- [TEXT]:

Top ranked cerebral palsy claims lawyers
What should I do if NHS Resolution contact me after my child’s birth?
If NHS Resolution contacts you after your child’s birth it is important that you seek experienced legal help straight away.
NHS Resolution defends the NHS against compensation claims from patients who have been injured as a result of mistakes in NHS care. It is important that parents realise that NHS Resolution is the NHS’s defence organisation. We strongly recommend that if you are approached by NHS Resolution after the birth of your child you contact us for free, confidential, independent, specialist advice straight away. Your child may be entitled to claim substantial compensation.
Hospitals must notify NHS Resolution if a baby has suffered a brain injury at birth, so that NHS Resolution can carry out its own early investigation into the maternity care that was given and whether a compensation claim might arise for the baby. This includes speaking to the parents about the events that took place. This process is known as ENS or the Early Notification Scheme . NHS Resolution’s contact with the parents is sometimes known as Early Intervention.
NHS Resolution’s intervention (contact with parents) and ENS gives the NHS’s defence team:
- early information about the events which took place at birth so that they can investigate mistakes in maternity care;
- access to the baby’s parents’ recollections much earlier than if they have to wait for the parents to make a compensation claim for their child’s cerebral palsy or brain injury;
- direct access to the parents and the opportunity to ‘advise’ them about whether they can claim compensation. ENS lets them give this advice:
- before the parents can seek their own legal advice from lawyers who specialise in acting for patients in compensation claims;
- from the NHS defence team’s point of view.
After NHS Resolution have carried out their ENS investigation, they may:
- (sometimes) admit that mistakes were made at birth;
- (less often) also admit that the negligent maternity care was the cause of the baby’s brain injury;
- where negligence and causation ( full liability) are admitted, offer an interim payment.
Parents should know that even if NHS Resolution refuse to admit that their maternity care was negligent or caused the brain injury, their child may still be entitled to make a claim.
The Early Notification Scheme (ENS) only applies to babies who:
- are diagnosed with Grade 3 HIE (hypoxic ischaemic encephalopathy) ;
- needed ‘cooling’ after birth;
- had fits, floppiness or were comatose after birth.

- [WHAT THE TASK REQUIRES]: Could you carry on the text about NHS Resolution and the Early Notification Scheme from the point where it stops?

(Stored items)
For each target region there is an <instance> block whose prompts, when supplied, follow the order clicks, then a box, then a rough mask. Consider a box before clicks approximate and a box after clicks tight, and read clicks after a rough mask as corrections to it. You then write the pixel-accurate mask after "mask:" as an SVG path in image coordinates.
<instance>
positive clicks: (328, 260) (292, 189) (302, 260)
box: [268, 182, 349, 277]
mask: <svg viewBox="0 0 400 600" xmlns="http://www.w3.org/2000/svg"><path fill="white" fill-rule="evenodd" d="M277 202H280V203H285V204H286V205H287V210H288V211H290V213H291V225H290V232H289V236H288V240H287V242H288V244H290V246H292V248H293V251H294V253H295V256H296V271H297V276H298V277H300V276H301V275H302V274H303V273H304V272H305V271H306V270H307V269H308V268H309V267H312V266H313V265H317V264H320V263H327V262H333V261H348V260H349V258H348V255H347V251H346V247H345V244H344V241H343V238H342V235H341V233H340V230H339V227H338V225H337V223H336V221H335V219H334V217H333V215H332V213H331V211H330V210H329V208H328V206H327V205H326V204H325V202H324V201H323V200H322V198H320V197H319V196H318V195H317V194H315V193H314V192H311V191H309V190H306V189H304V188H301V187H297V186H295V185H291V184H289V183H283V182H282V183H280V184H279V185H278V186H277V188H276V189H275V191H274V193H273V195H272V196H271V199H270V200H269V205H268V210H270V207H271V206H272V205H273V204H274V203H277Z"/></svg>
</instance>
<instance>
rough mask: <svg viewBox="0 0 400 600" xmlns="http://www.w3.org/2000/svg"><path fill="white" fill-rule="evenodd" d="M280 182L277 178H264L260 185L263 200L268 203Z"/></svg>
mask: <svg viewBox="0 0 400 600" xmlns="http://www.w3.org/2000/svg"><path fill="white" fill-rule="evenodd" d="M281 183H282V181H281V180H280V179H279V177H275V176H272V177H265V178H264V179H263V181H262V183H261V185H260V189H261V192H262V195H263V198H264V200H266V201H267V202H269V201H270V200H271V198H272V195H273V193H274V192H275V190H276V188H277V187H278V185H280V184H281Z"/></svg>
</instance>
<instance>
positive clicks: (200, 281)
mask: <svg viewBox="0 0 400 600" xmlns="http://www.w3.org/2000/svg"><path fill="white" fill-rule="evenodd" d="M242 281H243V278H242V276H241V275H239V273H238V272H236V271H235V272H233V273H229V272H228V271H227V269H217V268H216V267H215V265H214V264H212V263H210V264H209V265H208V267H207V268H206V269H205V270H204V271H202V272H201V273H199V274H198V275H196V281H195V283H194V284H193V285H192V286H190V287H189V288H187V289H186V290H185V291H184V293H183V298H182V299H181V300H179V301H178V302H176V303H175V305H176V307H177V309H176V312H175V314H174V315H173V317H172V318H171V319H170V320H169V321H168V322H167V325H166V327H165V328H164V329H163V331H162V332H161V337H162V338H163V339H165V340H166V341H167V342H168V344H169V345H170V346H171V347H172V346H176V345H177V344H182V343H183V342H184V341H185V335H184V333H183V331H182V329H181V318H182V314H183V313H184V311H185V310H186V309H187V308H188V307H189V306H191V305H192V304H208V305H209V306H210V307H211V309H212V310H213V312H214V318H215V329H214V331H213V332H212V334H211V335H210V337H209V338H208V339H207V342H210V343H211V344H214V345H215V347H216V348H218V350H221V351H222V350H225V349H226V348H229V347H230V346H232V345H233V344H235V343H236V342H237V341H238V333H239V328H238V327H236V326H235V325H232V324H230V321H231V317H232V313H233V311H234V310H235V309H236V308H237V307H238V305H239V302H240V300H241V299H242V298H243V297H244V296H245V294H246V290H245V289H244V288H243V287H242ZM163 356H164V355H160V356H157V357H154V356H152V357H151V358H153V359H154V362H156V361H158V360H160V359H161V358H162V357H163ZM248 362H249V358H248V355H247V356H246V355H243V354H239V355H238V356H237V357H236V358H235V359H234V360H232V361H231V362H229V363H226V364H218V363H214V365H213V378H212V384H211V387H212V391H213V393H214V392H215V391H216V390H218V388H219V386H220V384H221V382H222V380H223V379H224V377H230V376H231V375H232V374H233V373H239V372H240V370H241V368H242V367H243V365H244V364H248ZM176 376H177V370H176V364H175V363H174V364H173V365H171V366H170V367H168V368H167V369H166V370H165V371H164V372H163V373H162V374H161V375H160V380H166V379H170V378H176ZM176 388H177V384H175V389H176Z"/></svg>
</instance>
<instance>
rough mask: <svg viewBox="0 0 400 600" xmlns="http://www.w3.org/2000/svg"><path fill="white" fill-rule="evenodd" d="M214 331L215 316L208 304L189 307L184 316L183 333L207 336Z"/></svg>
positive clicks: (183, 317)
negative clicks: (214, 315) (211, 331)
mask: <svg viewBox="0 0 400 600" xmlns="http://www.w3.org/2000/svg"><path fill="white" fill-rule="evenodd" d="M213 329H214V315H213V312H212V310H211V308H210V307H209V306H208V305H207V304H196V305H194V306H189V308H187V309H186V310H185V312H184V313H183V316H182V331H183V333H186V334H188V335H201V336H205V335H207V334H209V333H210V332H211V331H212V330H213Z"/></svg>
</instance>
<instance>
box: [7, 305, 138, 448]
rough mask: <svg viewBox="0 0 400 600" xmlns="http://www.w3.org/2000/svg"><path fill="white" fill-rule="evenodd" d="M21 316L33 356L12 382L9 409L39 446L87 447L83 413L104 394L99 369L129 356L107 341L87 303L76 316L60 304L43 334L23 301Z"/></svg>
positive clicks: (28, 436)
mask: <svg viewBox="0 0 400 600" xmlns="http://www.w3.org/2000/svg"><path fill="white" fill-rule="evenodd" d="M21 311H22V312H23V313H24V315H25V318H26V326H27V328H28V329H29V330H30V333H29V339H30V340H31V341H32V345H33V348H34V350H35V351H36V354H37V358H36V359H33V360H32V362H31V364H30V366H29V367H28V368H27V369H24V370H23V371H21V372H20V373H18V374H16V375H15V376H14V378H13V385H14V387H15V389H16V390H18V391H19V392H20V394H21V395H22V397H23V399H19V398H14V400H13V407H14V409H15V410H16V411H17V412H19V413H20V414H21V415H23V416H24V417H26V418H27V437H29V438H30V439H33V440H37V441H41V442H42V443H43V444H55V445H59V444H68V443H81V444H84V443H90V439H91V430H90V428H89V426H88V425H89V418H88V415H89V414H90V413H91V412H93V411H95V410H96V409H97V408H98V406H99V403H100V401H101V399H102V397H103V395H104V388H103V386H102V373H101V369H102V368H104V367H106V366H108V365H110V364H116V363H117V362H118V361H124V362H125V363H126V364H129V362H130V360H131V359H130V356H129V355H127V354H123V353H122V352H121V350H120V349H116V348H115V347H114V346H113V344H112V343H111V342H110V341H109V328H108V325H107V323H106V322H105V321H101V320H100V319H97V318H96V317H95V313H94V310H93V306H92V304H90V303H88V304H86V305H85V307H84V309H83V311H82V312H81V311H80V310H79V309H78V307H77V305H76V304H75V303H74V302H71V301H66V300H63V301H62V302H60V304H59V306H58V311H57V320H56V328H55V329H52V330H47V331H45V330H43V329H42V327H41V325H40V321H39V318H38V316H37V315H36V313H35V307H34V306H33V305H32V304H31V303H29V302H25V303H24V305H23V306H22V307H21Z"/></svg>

- [ANSWER]:
Parents should remember that claims relating to cerebral palsy, brain injury and neurodevelopmental disability often involve highly complex maternity and neonatal mistakes and the extent of the injuries they cause require significant expertise to identify. It takes skill and experience to ensure our injured clients receive the compensation they deserve. This is important because over the years to come, compensation will make a huge difference to the child’s quality of life.
At Boyes Turner we believe that when maternity mistakes lead to a child’s brain injury, the parents have a right to full, open and honest information about their child’s entitlement to compensation. NHS Resolution are using ENS to gain early understanding of maternity claims, but, in many cases, the families of injured babies are left without the level of advice or financial support for their child’s injury that they deserve. We strongly recommend that any parent who has been contacted by NHS Resolution or is going through the ENS process, contacts our birth injury lawyers for immediate, patient-focussed, specialist legal advice.
If you have been contacted by NHS Resolution following the birth of your child, and would like to find out more about how we can help, contact us by email at firstname.lastname@example.org .
What is the Health Services Safety Investigations Body or HSSIB?
From April 2023, HSIB will change its name, its status and the way it works, and become the Health Services Safety Investigations Body or HSSIB.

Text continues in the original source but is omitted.